Would you please output the lines of the data below from the one containing "SELECT point FROM" to the end, exactly and with nothing added?

* * * * * * * * *

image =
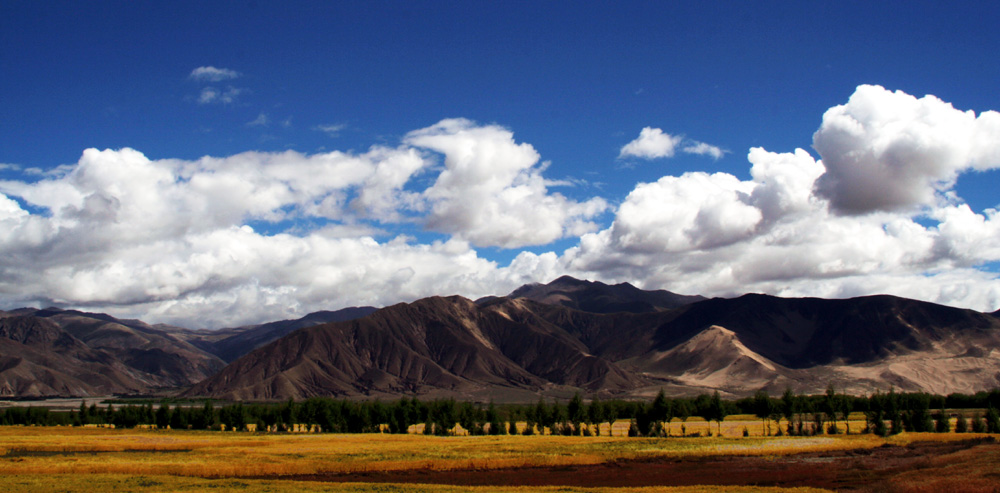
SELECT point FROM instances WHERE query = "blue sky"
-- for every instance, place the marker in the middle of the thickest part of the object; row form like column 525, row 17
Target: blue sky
column 574, row 81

* * * * * * * * *

= Response =
SELECT point FROM instances WHERE query = "blue sky"
-- for every instance, place the marker in the middle of the thickest part of the object; row form like column 525, row 17
Target: blue sky
column 574, row 81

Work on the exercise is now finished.